- **Task description**: Wherever a line in the data holds the word "steel", pull that line out.

- **Data records**:
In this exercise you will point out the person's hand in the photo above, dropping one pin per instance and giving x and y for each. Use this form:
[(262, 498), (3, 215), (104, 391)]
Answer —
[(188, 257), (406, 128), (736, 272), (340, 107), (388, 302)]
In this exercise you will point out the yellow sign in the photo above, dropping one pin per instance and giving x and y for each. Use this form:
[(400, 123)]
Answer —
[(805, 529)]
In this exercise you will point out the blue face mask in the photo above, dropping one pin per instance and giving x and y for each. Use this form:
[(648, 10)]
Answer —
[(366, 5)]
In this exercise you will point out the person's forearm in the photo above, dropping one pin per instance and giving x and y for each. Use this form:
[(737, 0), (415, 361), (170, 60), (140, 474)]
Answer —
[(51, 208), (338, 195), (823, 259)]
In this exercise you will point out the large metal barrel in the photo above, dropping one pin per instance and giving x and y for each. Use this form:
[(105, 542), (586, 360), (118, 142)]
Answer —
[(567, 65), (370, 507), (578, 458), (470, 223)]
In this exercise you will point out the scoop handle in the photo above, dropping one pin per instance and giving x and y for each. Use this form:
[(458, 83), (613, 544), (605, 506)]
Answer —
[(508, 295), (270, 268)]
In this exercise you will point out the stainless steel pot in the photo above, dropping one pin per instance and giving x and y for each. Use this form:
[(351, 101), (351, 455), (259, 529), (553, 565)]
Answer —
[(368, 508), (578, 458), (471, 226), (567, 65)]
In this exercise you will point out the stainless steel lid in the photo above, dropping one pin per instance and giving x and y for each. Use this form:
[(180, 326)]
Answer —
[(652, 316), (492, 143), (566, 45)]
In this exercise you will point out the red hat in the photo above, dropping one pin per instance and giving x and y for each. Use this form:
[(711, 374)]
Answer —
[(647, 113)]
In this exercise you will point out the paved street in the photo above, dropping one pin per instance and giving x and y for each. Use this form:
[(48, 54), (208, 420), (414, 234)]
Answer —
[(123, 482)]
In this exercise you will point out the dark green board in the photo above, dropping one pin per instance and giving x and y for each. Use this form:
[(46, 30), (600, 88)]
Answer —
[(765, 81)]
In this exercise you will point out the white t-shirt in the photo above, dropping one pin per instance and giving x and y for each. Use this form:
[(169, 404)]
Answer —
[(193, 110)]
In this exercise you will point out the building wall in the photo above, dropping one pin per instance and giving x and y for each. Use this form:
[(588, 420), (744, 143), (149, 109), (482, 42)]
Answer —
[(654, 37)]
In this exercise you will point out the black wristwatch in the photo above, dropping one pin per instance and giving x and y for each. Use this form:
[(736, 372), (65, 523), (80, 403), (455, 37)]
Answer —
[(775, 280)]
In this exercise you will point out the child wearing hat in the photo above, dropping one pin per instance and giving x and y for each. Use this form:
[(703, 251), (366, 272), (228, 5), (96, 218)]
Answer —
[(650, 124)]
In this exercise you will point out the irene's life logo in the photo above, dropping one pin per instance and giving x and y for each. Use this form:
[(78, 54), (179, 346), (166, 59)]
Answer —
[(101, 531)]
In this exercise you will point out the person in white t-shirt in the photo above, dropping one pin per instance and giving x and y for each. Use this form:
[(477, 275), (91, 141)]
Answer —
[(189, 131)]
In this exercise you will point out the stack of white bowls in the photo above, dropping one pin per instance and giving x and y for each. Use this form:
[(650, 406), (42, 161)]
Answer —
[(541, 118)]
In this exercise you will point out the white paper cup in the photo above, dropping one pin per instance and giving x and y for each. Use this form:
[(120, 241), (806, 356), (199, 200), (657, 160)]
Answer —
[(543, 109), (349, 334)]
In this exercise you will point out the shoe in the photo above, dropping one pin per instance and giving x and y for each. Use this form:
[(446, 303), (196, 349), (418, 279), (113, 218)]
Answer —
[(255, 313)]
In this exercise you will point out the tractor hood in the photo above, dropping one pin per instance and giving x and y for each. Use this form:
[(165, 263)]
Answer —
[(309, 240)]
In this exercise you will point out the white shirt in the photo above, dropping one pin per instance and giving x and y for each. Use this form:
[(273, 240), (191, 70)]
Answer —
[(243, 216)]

- **Task result**:
In this exercise you will point out the stainless steel pot in the photo above, dropping one pin per instance and giving x and y for each. Use this form:
In this exercise you will point out the stainless steel lid in the photo above, dropping one pin per instance and giving x and y for each. Use this form:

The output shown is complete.